Work instructions:
a: Answer these questions from the blog post about the start of the journey:
(i) By what date was the medical paperwork due?
(ii) How many things was the writer told were missing from the packet?
(iii) On what day was the writer supposed to leave?
b: Reproduce the part of the blog post about the start of the journey that begins at the words "Start of the" and ends after the words "in this case.".

___ Selected excerpt ___

Tuesday, September 23, 2008

Start of the Journey

...they are never really that easy are they? Problems always will arise.

Well my adventure has yet to start, and already there are stomach aches (I'm sure there will be more once flying is included in the mix) and scared thoughts.

Currently the aches and pains are caused by the fact that my adventure might not even be happening anymore. It all comes down to the fact that the medical department apparently forgot about me. I'm really not positive how that happens but it seems to in this case.

Let me elaborate. I had a deadline to get all of my medical paperwork in by September 2nd. I thought at that time I had accomplished this goal. The Thursday before the deadline I got an e-mail telling me that I was missing three things from the packet, and couldn't be PQ'd to travel until everything was in. Two things were asked of me to be submitted and I was told the third, blood work would be ordered to be added to the tests already to be done on the blood samples I submitted. I submitted what I was told to, my doctors office gave me a form from 05, on a test that is done each year, telling me that was the only report they had of it, and were only able to give me a piece of paper saying I had had the test done this year and it was negative. The other form was just information so that was fine. I called the woman that had told me I was missing these forms, and told her the 05/form situation, she didn't answer of course, left a message telling her what was going on and if there were any problems to call me or e-mail me. I never heard back from her.

Fastforward to today. I get a call telling me, even though I was supposed to leave on sunday, I can't go untill I'm PQ'd. What??? I call, I apparently needed to go get the blood work done myself, since It wasn't able to be put in on the labs previously, and that form just wouldn't work. Thank you for letting me know, you know three weeks ago.

___ Information provided ___

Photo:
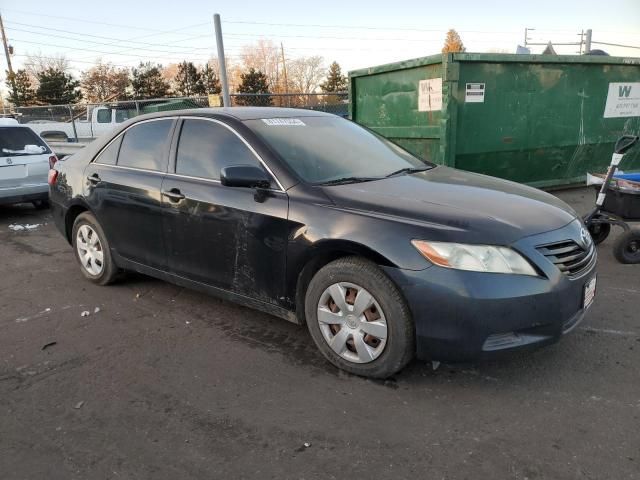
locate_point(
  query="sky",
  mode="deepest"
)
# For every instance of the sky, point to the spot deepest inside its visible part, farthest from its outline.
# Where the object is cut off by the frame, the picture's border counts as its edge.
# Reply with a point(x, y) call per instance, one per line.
point(356, 34)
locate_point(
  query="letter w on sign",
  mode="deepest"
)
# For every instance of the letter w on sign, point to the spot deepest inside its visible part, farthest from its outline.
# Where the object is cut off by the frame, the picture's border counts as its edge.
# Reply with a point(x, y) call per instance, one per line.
point(624, 90)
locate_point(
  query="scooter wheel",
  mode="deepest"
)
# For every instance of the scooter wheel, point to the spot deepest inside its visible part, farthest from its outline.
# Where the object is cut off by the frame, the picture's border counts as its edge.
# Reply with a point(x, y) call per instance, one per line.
point(599, 232)
point(627, 247)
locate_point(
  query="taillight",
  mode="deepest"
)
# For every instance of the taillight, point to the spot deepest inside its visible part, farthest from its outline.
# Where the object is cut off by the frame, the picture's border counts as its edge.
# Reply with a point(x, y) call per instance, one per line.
point(53, 176)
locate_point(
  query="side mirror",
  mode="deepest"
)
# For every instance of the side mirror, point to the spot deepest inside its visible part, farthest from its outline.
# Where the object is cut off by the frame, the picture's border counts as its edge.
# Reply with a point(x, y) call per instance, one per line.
point(247, 176)
point(624, 143)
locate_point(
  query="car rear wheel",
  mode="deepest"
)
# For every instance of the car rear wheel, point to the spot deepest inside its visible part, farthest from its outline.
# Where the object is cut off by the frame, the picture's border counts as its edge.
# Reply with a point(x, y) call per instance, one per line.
point(599, 232)
point(627, 247)
point(359, 319)
point(92, 250)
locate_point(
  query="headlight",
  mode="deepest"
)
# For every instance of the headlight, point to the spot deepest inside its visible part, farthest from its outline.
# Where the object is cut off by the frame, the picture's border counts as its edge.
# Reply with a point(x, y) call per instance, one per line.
point(476, 258)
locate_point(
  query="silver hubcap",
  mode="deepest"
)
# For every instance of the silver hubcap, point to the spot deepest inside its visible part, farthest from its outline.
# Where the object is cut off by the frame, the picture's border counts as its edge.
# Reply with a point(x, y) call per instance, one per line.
point(90, 250)
point(352, 322)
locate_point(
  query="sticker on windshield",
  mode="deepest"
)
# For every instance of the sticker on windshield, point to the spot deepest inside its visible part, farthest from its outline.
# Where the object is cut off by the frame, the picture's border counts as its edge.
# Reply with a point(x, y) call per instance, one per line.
point(284, 122)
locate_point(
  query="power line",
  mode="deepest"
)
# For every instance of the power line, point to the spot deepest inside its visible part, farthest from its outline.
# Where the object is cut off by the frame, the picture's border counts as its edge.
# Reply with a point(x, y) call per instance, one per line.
point(49, 30)
point(74, 19)
point(67, 47)
point(404, 29)
point(615, 45)
point(101, 43)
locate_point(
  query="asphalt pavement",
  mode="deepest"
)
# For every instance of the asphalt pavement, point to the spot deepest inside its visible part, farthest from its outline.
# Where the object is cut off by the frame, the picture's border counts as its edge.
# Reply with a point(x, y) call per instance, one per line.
point(146, 380)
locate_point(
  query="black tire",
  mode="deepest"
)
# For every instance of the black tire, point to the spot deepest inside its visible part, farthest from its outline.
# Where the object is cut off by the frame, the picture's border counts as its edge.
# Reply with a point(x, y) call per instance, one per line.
point(399, 348)
point(599, 232)
point(41, 204)
point(627, 247)
point(109, 270)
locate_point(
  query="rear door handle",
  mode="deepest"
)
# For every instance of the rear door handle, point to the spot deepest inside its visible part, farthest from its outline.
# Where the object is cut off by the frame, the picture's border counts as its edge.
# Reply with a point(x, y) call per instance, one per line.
point(174, 195)
point(94, 178)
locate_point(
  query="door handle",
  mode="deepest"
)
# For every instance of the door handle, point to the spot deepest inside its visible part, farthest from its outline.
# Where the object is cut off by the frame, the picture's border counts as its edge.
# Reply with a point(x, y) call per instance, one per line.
point(94, 178)
point(174, 195)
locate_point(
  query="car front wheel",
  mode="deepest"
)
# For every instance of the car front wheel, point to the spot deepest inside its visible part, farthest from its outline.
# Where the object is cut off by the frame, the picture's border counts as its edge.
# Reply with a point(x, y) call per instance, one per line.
point(92, 250)
point(359, 319)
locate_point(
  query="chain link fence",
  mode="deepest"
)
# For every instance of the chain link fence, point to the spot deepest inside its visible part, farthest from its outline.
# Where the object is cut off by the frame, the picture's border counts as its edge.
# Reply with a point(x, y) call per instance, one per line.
point(84, 122)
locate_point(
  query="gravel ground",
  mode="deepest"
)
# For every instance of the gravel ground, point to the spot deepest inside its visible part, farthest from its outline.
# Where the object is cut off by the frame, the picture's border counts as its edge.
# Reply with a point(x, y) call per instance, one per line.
point(160, 382)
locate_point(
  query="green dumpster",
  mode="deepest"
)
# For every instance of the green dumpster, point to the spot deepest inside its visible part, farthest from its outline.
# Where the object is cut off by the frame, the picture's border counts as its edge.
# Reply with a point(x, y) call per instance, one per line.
point(544, 120)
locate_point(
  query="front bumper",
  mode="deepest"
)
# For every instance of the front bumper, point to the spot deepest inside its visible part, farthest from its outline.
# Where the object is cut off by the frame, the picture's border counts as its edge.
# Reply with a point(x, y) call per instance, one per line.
point(461, 315)
point(24, 193)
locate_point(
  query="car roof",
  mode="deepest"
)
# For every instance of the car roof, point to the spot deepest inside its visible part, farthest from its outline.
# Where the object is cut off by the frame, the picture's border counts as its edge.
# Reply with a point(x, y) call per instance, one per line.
point(239, 113)
point(9, 122)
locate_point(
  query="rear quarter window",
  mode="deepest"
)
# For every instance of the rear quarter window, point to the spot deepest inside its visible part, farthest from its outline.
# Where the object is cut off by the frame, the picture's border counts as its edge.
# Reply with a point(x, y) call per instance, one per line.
point(15, 139)
point(109, 156)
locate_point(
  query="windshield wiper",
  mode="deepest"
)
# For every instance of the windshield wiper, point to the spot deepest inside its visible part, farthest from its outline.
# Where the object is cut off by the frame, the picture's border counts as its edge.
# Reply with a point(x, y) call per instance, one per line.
point(408, 170)
point(344, 180)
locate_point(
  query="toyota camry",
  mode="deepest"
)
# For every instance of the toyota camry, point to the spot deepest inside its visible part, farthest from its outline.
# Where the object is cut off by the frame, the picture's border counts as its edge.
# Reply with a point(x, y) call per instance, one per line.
point(384, 256)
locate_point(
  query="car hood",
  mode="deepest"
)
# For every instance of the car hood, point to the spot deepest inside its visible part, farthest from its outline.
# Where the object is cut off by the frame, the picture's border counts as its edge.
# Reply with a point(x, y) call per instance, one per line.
point(457, 206)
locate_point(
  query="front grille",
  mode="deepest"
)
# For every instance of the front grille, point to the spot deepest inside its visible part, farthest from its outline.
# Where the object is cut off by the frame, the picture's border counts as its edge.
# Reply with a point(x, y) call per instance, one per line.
point(568, 256)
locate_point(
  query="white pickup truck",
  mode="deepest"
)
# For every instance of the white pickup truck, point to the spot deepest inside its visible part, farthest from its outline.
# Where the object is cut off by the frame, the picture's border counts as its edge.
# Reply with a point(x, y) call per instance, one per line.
point(98, 120)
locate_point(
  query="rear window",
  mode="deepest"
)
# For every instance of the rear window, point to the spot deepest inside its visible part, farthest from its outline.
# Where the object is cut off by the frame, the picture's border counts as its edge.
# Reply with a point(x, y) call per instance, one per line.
point(14, 141)
point(144, 145)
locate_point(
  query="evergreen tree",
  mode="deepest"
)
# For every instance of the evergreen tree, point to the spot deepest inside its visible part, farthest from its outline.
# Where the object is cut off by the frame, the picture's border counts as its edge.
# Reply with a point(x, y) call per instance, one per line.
point(336, 82)
point(147, 81)
point(453, 43)
point(104, 81)
point(188, 80)
point(210, 80)
point(21, 91)
point(57, 87)
point(254, 82)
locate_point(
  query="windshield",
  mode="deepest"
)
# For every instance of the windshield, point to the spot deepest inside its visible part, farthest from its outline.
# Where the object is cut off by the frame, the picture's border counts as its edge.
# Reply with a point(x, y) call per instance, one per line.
point(326, 149)
point(21, 141)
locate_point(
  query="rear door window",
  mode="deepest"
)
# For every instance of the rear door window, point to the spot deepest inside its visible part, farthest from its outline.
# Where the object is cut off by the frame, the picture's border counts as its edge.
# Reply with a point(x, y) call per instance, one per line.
point(14, 141)
point(205, 147)
point(144, 145)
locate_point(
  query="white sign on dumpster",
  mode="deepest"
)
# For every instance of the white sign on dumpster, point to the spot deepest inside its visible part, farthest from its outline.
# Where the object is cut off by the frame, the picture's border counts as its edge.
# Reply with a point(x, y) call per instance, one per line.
point(474, 93)
point(430, 95)
point(623, 100)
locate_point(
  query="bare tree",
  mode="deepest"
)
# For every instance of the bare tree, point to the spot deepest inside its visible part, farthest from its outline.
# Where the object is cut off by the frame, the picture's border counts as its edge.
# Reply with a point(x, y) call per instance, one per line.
point(263, 56)
point(305, 74)
point(453, 43)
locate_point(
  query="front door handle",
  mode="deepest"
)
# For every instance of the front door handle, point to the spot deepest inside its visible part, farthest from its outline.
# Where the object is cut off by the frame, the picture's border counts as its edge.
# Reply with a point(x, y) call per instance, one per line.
point(94, 179)
point(174, 195)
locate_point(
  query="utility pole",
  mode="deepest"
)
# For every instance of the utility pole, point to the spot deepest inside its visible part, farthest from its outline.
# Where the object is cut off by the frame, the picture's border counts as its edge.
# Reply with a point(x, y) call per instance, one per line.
point(284, 70)
point(581, 41)
point(587, 42)
point(12, 77)
point(526, 36)
point(226, 99)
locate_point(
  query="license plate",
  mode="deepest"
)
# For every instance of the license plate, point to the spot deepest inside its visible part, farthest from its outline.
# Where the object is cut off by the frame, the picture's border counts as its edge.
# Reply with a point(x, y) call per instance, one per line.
point(589, 293)
point(12, 171)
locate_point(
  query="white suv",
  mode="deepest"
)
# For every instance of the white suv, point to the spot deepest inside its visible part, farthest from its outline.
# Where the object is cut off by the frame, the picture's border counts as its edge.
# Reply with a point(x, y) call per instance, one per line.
point(25, 160)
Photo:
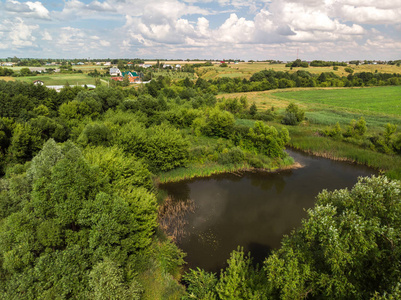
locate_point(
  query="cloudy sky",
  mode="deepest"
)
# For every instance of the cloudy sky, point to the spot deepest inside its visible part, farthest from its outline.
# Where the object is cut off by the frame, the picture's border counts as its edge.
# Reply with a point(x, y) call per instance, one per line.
point(204, 29)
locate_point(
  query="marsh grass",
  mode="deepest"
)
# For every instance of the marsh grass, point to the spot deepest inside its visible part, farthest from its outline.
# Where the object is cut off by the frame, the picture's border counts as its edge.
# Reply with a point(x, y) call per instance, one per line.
point(171, 217)
point(310, 142)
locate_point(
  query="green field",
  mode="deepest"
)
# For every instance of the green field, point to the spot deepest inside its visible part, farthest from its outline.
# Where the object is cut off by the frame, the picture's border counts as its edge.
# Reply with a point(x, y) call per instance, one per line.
point(59, 79)
point(247, 69)
point(385, 100)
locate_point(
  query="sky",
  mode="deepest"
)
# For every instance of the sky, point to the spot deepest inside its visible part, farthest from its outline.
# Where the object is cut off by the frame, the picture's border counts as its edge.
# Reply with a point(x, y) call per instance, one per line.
point(337, 30)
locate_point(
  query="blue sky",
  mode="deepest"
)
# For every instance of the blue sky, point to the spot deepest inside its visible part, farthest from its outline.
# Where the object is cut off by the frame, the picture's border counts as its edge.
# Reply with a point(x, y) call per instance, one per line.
point(204, 29)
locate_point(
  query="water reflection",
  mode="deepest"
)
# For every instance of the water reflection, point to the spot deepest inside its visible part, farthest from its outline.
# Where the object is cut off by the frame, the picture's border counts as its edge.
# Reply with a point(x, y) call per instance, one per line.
point(254, 210)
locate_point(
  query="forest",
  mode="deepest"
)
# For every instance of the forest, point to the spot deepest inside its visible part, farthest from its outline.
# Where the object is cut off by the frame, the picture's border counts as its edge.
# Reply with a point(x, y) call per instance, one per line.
point(79, 199)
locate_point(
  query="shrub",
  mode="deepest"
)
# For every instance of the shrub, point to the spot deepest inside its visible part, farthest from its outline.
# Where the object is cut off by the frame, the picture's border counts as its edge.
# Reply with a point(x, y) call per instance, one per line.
point(293, 115)
point(231, 156)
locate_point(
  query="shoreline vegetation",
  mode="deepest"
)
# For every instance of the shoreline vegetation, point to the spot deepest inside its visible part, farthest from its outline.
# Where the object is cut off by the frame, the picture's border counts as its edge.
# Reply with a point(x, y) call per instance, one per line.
point(207, 170)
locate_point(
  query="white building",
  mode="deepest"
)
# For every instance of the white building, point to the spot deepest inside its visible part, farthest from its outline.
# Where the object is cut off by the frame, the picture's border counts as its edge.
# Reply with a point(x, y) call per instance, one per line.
point(115, 72)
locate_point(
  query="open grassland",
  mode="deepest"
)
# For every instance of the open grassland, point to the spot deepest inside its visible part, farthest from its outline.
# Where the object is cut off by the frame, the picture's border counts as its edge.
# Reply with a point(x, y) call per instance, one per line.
point(324, 107)
point(246, 69)
point(58, 79)
point(89, 68)
point(173, 74)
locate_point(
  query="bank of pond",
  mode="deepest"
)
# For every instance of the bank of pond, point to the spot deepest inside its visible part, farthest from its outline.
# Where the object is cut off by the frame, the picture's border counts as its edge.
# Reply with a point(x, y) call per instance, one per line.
point(253, 209)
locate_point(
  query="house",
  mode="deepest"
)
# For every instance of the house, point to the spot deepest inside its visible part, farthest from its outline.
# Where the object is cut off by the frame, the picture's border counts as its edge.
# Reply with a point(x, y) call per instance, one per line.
point(115, 72)
point(38, 82)
point(145, 66)
point(132, 76)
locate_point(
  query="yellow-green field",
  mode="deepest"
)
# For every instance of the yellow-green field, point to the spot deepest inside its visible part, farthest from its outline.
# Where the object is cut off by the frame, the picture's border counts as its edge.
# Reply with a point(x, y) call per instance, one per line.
point(245, 69)
point(56, 79)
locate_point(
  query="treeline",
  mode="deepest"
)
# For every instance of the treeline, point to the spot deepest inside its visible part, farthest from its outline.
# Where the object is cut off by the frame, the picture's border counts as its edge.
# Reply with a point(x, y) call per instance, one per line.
point(78, 206)
point(322, 63)
point(270, 79)
point(79, 209)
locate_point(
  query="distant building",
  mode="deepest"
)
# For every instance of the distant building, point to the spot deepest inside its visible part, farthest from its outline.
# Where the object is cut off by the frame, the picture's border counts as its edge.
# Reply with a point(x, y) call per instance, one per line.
point(115, 72)
point(38, 82)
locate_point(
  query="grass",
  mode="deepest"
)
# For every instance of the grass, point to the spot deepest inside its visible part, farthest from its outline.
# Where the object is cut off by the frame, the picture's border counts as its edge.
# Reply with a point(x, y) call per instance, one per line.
point(325, 107)
point(246, 69)
point(58, 79)
point(307, 140)
point(375, 99)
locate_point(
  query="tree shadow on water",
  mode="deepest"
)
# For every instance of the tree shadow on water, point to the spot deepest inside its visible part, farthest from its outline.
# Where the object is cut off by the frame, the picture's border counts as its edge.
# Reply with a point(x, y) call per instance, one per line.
point(259, 252)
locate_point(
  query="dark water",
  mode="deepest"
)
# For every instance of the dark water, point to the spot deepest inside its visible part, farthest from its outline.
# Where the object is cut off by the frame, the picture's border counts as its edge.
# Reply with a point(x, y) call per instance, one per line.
point(254, 210)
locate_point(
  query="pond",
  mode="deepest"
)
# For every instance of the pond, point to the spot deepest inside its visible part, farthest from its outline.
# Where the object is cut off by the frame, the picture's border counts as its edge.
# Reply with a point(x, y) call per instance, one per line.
point(253, 210)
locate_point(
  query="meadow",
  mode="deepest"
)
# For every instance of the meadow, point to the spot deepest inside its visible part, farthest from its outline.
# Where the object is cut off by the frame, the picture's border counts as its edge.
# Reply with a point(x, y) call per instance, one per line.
point(375, 99)
point(56, 79)
point(247, 69)
point(325, 107)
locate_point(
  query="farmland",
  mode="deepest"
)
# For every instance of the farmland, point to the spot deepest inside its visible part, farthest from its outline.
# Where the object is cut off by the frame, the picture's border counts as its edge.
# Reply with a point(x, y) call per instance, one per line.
point(246, 69)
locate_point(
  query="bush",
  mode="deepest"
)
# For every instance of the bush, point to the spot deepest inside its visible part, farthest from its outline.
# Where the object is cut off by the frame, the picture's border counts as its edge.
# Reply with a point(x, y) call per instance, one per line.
point(293, 115)
point(96, 134)
point(231, 156)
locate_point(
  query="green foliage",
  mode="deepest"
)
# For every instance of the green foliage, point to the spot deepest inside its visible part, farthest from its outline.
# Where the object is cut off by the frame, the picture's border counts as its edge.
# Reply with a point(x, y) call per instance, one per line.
point(231, 156)
point(253, 109)
point(240, 280)
point(201, 284)
point(163, 147)
point(216, 123)
point(335, 131)
point(107, 282)
point(95, 134)
point(349, 70)
point(267, 140)
point(124, 171)
point(356, 128)
point(347, 248)
point(66, 234)
point(25, 143)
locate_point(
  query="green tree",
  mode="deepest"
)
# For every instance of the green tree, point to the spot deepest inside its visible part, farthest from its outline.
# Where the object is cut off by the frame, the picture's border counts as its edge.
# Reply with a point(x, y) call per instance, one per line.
point(293, 115)
point(347, 248)
point(349, 70)
point(218, 123)
point(267, 140)
point(253, 109)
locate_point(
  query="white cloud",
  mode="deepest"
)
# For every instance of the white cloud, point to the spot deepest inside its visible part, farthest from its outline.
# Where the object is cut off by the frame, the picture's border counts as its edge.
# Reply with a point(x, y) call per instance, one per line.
point(20, 34)
point(369, 14)
point(46, 36)
point(27, 9)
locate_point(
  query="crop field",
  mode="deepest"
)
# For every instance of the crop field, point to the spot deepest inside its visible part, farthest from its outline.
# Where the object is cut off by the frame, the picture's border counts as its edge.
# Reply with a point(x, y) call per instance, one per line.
point(386, 100)
point(58, 79)
point(246, 69)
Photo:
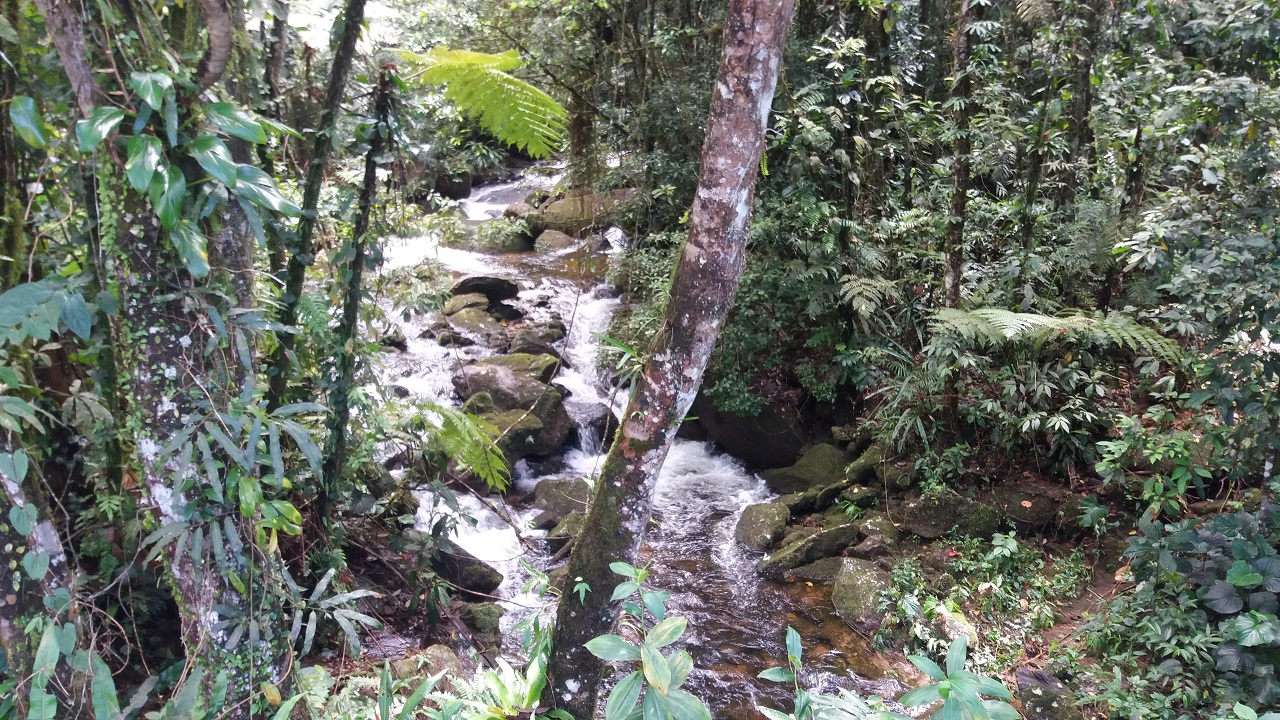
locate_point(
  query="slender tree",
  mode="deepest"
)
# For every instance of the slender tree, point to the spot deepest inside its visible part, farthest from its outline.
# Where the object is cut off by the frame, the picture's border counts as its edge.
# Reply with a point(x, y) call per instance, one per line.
point(702, 295)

___

Task-by-task outputs:
a:
(i) September 2nd
(ii) Three
(iii) Sunday

b:
Start of the Journey

...they are never really that easy are they? Problems always will arise.

Well my adventure has yet to start, and already there are stomach aches (I'm sure there will be more once flying is included in the mix) and scared thoughts.

Currently the aches and pains are caused by the fact that my adventure might not even be happening anymore. It all comes down to the fact that the medical department apparently forgot about me. I'm really not positive how that happens but it seems to in this case.